> **WHAT YOU HAVE TO DO**
Give the number of lines in the listing that hold the word "bouquet". Write nothing but that number.

> **SUPPLIED MATERIAL**
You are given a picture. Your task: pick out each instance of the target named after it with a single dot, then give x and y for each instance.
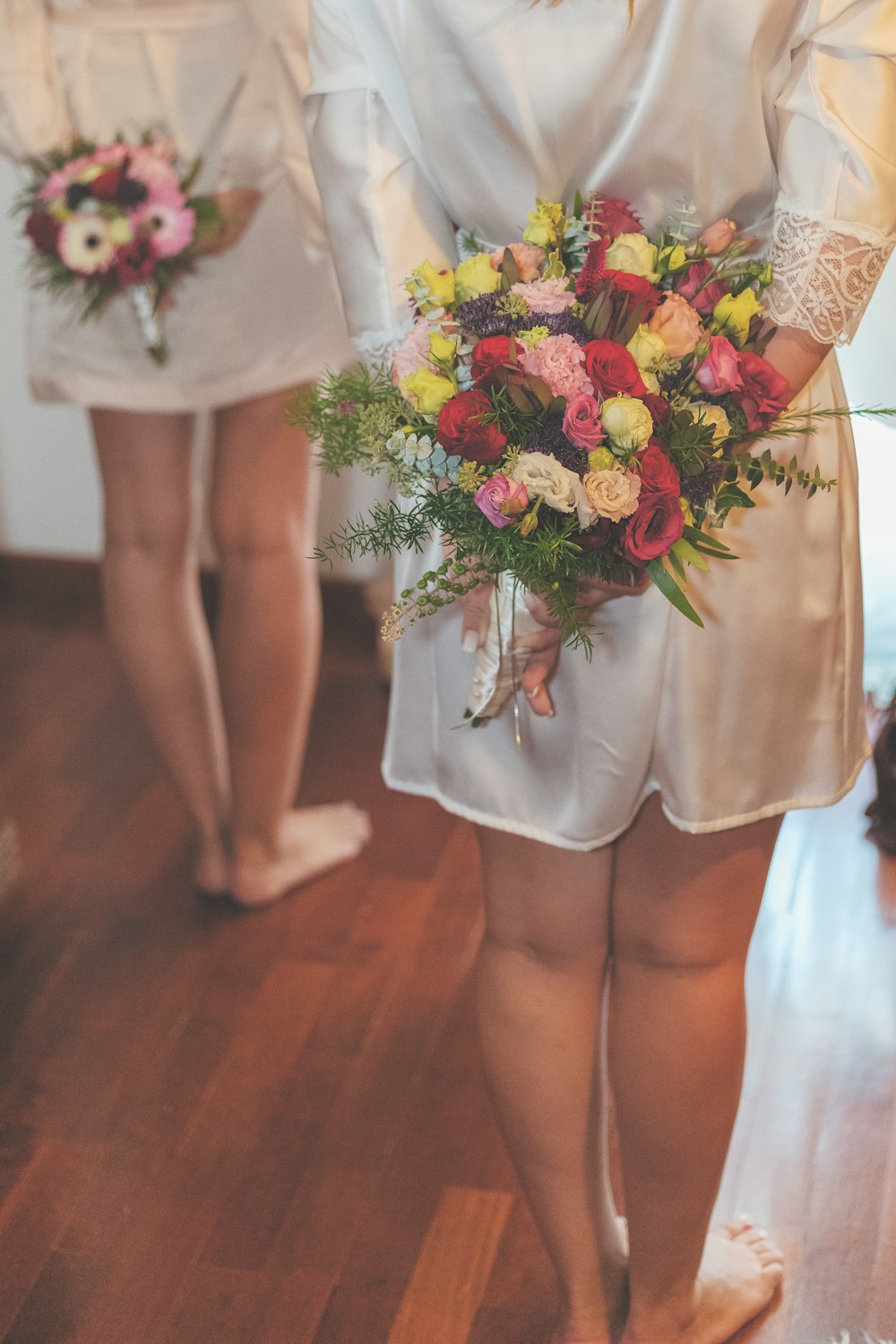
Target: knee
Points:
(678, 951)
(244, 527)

--

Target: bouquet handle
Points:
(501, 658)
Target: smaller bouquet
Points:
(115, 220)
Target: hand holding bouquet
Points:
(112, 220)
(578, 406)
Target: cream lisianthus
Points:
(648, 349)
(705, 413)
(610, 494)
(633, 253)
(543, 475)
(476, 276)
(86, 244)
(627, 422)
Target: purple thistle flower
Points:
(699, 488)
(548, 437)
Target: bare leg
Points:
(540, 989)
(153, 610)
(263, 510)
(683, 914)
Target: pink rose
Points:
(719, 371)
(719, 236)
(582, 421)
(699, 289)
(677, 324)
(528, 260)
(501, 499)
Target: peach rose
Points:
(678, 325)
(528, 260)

---

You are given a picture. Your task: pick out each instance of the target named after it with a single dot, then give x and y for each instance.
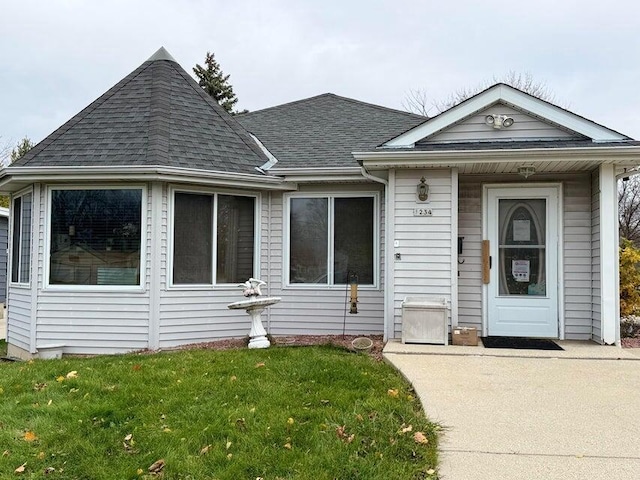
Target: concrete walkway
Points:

> **ANSWER SPACE**
3